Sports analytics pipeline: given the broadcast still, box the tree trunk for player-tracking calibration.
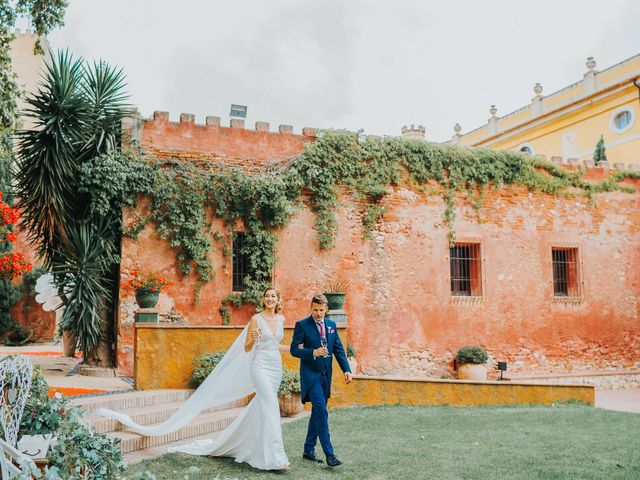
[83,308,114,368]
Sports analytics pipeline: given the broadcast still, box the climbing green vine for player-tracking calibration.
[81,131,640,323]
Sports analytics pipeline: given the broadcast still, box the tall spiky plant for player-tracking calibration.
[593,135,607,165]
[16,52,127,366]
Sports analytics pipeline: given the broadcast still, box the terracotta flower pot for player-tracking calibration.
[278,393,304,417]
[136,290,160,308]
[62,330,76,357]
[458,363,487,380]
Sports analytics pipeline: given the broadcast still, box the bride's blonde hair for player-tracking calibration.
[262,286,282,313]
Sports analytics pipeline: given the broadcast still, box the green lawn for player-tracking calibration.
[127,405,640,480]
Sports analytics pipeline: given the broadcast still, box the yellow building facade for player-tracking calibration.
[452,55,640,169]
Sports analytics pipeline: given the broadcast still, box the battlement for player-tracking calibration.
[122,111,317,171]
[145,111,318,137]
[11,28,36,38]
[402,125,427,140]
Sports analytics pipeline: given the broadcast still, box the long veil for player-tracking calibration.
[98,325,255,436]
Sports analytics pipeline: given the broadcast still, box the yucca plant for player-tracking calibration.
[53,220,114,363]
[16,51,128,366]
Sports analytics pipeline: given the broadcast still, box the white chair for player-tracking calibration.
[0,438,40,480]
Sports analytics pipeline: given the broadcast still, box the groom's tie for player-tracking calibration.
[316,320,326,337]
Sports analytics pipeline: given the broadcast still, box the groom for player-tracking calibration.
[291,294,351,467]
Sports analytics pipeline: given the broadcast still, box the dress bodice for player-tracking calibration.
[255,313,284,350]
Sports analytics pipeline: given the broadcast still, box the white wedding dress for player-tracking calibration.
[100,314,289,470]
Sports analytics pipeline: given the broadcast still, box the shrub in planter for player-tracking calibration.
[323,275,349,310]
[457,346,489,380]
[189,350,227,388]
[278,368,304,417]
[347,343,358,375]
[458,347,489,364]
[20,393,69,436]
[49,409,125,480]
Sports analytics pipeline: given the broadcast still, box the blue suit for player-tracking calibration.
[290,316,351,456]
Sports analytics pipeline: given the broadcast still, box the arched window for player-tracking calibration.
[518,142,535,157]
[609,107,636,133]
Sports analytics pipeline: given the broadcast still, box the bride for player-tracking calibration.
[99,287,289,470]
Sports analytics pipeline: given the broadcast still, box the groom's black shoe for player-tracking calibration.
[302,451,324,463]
##############################
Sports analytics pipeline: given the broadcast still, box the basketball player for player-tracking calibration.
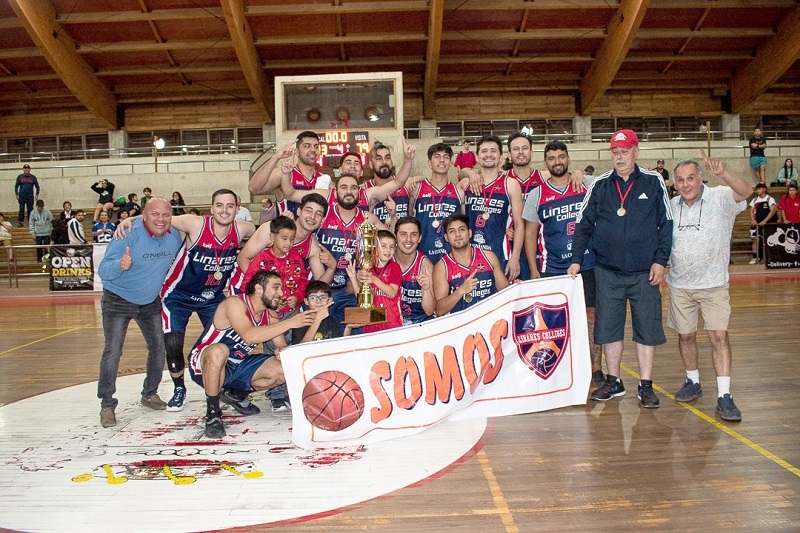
##############################
**Requirements:** In the part of the records that opens with the line containing "pot for player-tracking calibration." and closes with the line containing "[402,125,427,140]", swap "Sports analytics pipeline" for "Sports data pipeline" and give back only those lines, otherwise unchanged.

**Solution:**
Sports data pipeline: given the broadcast still, box the terracotta flower pot for player-tracking calibration.
[278,393,304,417]
[136,290,160,308]
[62,330,76,357]
[458,363,487,380]
Sports data pipeline: given the broadcast still, box the bride's blonde hair for player-tracking calibration.
[262,286,282,313]
Sports data pipeline: given the broadcast still, box the green lawn for player-tracking calibration.
[127,405,640,480]
Sports data pipeline: given the broadcast still, box the yellow building facade for player-tracking calibration.
[452,55,640,169]
Sports data pipeline: given the broadcast still, box the battlement for player-tracking calibration.
[122,111,317,171]
[145,111,318,137]
[11,28,36,38]
[402,125,427,140]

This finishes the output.